*** DATA EXTRACT ***
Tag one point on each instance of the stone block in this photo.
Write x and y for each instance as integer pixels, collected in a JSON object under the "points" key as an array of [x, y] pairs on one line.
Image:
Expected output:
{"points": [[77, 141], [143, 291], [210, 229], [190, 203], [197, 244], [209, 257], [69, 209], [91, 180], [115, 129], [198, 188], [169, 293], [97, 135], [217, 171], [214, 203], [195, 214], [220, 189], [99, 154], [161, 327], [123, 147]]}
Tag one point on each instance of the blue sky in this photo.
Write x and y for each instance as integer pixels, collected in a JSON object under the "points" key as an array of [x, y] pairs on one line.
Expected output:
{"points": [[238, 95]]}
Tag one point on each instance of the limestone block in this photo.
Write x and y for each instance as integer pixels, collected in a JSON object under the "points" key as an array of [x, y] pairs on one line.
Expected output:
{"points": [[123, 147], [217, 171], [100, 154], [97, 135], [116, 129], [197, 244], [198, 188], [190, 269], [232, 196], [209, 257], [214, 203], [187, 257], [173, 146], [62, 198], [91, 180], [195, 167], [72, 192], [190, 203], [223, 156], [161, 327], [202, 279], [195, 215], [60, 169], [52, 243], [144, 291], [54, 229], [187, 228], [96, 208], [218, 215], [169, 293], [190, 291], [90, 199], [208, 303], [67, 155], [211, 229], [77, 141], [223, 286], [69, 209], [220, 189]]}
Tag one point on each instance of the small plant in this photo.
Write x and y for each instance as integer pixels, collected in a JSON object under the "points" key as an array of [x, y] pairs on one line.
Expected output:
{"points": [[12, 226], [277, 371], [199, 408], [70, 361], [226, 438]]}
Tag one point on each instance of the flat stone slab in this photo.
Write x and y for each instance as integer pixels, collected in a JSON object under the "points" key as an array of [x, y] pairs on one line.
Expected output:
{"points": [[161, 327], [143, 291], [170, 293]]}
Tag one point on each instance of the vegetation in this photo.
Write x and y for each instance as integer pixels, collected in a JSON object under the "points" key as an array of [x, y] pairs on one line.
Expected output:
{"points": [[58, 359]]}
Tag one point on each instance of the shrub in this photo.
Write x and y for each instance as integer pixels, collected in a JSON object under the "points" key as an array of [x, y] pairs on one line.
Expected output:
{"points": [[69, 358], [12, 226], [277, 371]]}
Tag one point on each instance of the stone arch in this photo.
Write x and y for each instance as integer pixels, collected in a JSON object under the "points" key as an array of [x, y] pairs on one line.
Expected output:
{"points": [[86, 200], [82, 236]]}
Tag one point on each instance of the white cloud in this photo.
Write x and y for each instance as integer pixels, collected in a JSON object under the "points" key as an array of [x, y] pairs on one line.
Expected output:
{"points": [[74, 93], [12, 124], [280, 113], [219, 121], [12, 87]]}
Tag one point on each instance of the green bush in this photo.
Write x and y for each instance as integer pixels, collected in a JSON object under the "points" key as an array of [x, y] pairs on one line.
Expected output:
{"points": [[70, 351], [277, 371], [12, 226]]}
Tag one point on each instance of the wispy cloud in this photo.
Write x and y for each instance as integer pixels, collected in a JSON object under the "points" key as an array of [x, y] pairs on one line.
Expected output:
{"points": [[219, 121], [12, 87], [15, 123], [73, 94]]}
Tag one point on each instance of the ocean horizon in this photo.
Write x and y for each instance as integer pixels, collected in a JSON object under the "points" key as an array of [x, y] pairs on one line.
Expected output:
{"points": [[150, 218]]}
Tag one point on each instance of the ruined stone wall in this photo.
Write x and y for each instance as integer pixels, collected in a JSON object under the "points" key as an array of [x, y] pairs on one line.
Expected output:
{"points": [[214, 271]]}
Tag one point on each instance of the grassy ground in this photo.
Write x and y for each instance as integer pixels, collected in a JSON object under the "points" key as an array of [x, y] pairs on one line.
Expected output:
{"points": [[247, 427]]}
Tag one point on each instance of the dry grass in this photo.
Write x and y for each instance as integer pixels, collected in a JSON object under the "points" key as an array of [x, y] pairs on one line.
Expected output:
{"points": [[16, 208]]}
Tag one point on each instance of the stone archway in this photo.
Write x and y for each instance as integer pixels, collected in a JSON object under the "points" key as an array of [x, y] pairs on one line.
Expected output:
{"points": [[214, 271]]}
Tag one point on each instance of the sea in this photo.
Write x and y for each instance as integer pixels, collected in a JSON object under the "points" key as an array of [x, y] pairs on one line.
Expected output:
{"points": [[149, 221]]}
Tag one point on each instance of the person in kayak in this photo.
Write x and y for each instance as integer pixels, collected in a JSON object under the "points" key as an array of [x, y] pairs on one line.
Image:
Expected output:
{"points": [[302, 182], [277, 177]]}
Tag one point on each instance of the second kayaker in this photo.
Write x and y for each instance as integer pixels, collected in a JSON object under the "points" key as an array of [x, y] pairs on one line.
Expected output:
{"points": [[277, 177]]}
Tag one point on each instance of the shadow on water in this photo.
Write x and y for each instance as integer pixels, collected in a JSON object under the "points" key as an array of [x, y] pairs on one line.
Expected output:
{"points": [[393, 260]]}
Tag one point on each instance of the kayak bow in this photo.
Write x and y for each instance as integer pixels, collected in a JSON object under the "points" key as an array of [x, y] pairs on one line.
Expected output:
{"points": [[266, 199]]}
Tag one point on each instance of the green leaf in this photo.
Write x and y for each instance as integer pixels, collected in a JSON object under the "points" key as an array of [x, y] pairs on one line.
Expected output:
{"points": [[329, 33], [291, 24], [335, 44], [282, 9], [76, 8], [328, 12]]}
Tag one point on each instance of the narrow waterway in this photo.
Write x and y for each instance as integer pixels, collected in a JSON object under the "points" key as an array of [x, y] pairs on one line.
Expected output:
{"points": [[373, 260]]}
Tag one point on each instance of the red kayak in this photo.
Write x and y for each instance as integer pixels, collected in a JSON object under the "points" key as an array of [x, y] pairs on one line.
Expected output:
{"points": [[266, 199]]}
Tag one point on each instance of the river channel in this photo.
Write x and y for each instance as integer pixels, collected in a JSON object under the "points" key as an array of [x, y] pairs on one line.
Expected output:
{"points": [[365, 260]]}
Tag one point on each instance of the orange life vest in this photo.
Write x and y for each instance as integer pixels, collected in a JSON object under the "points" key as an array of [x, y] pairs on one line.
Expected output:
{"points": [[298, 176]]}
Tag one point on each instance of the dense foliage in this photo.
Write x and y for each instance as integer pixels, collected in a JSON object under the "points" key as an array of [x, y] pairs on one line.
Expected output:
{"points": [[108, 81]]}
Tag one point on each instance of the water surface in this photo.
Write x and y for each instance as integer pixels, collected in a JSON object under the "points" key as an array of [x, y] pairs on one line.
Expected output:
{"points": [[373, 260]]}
***
- _REQUIRED ACTION_:
Scan the listing above, and wherever a line holds the word "cloud", copy it.

- _WRITTEN SOLUTION_:
Tag one point on each instance of the white cloud in this photo.
Tag one point on each instance of the wispy cloud in this photo.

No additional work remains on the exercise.